◆ Point labeling examples

______________________________

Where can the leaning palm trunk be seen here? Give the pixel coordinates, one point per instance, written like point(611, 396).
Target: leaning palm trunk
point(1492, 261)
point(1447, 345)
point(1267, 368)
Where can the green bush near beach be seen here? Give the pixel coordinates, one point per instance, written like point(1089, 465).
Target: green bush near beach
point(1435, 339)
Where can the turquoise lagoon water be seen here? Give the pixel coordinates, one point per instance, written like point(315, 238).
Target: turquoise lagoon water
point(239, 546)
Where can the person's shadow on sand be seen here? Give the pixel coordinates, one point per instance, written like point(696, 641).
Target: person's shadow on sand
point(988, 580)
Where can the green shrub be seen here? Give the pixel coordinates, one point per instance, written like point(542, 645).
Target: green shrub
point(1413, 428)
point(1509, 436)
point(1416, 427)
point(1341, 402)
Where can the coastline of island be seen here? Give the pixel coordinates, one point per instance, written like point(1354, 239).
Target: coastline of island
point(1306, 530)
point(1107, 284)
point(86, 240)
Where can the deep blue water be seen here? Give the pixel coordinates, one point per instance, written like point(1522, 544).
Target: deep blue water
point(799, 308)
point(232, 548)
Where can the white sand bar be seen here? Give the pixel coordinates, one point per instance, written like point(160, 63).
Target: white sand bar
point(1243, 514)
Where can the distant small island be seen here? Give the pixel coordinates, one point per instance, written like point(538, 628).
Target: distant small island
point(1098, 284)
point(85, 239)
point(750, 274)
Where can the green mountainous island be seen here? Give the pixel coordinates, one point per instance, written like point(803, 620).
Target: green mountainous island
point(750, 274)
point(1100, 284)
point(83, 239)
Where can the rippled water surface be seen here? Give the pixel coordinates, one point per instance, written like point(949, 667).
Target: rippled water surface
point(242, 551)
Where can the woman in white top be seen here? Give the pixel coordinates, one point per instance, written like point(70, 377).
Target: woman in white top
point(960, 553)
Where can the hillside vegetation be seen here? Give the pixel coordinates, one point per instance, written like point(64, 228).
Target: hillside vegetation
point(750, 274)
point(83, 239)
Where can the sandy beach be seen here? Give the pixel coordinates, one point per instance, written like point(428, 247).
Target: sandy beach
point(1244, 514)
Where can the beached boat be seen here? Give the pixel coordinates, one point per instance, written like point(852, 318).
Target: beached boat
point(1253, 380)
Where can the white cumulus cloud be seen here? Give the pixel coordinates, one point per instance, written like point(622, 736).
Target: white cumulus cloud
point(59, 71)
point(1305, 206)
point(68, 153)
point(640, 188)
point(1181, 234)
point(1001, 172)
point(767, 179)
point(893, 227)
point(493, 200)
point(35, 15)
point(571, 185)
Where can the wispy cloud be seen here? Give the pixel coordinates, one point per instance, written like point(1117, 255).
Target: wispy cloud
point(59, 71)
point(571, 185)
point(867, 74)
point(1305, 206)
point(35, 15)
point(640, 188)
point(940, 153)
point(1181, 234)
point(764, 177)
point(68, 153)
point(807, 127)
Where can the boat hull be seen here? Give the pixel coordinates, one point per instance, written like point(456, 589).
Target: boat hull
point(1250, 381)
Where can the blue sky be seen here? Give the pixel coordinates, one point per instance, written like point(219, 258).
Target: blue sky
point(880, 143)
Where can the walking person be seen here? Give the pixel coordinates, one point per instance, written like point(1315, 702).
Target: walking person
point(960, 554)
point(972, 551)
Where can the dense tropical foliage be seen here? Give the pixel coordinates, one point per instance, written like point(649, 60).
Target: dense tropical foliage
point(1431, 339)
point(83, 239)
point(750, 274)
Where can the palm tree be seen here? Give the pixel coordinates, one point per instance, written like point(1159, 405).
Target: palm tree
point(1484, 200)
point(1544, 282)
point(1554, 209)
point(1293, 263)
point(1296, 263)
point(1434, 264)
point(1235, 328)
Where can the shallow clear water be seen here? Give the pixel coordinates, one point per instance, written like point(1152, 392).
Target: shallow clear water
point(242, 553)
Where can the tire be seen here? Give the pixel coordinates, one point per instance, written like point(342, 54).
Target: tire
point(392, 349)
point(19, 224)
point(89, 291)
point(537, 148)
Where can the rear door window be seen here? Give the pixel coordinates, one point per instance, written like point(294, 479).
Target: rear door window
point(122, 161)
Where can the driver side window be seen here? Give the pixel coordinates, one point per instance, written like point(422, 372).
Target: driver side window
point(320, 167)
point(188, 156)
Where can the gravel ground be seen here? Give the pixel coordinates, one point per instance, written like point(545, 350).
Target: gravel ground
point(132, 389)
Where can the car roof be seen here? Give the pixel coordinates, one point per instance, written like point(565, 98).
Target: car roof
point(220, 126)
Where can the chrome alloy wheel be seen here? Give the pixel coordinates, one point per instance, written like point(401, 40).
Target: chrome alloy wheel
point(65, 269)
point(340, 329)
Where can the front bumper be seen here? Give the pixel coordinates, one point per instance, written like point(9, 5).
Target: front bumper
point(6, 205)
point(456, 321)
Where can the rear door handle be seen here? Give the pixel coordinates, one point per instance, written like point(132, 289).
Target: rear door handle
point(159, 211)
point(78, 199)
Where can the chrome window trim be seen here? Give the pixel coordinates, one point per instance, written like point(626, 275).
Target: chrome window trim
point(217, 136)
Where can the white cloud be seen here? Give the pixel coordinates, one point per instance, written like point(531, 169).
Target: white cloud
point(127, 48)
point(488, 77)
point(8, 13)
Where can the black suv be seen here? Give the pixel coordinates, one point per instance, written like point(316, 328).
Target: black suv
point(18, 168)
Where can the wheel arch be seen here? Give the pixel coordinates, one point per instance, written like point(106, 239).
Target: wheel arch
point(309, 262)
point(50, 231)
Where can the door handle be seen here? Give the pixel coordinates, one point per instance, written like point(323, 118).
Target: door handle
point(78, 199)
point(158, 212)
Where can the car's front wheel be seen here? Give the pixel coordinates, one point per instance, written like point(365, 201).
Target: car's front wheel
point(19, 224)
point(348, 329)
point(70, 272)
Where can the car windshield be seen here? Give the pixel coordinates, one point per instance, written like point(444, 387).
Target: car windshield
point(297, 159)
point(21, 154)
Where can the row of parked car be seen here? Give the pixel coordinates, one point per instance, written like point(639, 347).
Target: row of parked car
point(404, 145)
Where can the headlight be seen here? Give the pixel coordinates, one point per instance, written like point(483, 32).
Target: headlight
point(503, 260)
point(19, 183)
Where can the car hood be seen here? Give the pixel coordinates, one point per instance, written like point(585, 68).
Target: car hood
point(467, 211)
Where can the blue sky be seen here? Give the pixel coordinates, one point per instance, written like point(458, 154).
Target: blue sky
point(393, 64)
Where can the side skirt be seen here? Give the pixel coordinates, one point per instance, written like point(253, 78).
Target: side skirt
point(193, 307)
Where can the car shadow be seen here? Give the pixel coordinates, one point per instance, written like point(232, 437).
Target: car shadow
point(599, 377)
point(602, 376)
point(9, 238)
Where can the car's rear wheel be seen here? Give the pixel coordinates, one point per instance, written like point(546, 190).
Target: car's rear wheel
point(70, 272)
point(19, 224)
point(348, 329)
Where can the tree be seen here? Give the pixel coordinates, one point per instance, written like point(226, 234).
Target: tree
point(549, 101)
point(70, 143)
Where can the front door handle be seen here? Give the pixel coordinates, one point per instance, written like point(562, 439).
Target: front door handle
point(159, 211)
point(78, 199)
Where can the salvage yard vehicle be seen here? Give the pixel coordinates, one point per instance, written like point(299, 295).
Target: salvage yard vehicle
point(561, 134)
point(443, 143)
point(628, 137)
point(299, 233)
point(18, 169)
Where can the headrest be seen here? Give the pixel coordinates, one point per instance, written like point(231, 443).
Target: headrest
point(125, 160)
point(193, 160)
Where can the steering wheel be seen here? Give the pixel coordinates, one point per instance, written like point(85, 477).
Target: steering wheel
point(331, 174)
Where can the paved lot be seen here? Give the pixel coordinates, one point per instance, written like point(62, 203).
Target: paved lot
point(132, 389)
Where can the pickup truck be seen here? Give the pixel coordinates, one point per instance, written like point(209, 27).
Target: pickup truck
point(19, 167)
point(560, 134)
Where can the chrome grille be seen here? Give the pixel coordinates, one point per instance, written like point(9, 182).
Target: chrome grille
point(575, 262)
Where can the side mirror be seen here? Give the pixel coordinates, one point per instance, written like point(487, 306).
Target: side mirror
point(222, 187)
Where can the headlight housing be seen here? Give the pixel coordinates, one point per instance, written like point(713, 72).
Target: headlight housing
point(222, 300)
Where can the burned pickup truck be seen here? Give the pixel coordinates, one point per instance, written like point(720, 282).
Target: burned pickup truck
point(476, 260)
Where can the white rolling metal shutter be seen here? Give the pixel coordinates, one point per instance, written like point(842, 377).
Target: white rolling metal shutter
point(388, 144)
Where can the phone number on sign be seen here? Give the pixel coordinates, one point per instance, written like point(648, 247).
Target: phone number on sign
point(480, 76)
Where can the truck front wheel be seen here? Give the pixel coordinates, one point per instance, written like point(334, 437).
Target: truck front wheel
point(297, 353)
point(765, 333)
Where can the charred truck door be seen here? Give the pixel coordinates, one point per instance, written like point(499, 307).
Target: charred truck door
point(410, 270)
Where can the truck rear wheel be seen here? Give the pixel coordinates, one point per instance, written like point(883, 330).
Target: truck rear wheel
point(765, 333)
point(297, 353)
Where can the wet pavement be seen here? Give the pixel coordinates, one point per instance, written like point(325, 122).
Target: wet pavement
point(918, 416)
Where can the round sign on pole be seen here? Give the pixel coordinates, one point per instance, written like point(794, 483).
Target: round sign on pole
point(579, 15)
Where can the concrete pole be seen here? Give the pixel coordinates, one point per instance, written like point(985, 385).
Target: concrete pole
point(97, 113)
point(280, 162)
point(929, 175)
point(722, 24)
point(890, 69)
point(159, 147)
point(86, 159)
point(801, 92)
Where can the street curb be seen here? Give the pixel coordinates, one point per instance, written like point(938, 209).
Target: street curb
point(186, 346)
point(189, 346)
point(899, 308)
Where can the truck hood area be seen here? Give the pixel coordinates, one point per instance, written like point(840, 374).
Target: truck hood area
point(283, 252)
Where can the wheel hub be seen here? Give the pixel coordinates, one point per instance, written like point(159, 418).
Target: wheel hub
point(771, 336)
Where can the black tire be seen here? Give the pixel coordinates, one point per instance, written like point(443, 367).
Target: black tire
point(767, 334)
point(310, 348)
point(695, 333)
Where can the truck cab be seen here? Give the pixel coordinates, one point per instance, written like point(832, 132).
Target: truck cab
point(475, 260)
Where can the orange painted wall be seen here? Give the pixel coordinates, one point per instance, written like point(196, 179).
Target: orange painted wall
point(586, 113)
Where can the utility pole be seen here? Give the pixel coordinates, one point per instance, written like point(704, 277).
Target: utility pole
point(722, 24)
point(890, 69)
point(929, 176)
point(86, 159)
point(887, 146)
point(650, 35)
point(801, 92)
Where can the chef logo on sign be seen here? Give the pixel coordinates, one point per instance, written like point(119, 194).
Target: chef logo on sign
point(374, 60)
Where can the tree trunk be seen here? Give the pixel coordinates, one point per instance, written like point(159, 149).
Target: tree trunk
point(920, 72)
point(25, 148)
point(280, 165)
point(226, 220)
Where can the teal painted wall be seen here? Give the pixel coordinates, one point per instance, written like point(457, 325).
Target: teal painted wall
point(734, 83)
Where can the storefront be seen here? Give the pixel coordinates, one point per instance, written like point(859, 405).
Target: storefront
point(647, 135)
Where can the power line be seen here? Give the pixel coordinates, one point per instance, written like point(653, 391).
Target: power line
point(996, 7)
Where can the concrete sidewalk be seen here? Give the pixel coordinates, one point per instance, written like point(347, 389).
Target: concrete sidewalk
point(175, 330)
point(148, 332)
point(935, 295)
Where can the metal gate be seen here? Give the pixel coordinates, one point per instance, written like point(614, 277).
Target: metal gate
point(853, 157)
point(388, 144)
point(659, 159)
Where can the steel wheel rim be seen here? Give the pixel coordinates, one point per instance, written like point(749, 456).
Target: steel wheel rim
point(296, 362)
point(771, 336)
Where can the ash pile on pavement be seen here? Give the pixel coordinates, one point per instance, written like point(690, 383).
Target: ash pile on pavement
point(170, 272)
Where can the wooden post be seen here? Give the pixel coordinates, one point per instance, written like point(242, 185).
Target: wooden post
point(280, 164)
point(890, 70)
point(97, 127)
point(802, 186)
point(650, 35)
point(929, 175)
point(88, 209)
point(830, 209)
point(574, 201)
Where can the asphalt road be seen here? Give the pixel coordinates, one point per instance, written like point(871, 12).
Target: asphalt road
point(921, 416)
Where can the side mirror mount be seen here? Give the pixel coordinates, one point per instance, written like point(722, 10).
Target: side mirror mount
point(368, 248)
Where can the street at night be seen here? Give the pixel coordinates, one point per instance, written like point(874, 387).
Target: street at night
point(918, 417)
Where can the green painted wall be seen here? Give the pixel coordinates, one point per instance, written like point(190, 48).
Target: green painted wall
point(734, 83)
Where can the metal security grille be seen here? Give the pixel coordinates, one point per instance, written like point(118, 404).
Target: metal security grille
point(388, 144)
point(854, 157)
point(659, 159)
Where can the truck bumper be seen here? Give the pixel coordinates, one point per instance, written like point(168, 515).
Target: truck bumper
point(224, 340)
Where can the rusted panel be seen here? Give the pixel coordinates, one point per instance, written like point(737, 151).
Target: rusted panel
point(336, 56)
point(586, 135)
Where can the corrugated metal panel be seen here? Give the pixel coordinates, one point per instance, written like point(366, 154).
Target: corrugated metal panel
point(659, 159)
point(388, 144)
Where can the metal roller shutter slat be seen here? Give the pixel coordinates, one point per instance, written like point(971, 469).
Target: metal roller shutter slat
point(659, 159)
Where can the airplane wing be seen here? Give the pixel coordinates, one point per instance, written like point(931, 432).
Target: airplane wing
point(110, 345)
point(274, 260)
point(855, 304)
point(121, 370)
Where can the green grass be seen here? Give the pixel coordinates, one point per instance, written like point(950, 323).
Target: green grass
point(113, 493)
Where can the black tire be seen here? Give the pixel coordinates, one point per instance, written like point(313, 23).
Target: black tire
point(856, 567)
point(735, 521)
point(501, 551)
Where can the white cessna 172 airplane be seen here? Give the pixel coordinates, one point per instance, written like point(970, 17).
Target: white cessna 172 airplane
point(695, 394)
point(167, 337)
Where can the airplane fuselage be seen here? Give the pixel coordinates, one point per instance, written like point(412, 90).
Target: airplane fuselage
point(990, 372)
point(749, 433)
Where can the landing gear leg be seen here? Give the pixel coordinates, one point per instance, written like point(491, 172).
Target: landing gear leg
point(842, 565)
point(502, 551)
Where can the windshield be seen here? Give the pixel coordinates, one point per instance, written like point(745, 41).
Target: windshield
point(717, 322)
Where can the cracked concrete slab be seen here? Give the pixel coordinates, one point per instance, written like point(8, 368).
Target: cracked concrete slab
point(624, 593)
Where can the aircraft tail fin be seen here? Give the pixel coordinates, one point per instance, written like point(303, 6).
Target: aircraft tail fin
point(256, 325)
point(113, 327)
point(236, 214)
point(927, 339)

______________________________

Every line from the one containing "Where can the green grass" through the last line of the entries must be written out verbatim, and no other line.

◆ Problem solution
Where can the green grass be seen here? Give the pixel coordinates, one point per instance, written like point(950, 323).
Target: green grass
point(113, 493)
Where can the black tire be seen here? Give the pixel coordinates, one point per instance, written like point(313, 23).
Target: black tire
point(856, 567)
point(735, 521)
point(501, 551)
Where can the white cessna 172 airplane be seen here? Give the pixel coordinates, one point per instance, written like point(970, 17).
Target: white cessna 172 airplane
point(695, 394)
point(167, 337)
Where can the airplane fuselage be seen here? Give the pixel coordinates, one point per instance, written like point(412, 90).
Target: airplane fuselage
point(990, 372)
point(749, 433)
Where can the landing gear leg be seen here? Give the pixel coordinates, one point per instance, written like point(491, 172).
Target: landing gear leg
point(842, 565)
point(502, 551)
Where can the windshield be seen here? Give the pixel coordinates, one point per instance, written like point(745, 41).
Target: windshield
point(717, 322)
Where can the cracked concrete slab be seen here? Give the pixel coordinates, one point per instance, written like point(8, 368).
Target: cracked concrete slab
point(624, 593)
Where can the aircraft tail fin be seen here? Give the pixel coordinates, one point per instance, written like point(303, 6).
Target: aircraft tail fin
point(256, 325)
point(113, 327)
point(236, 214)
point(927, 339)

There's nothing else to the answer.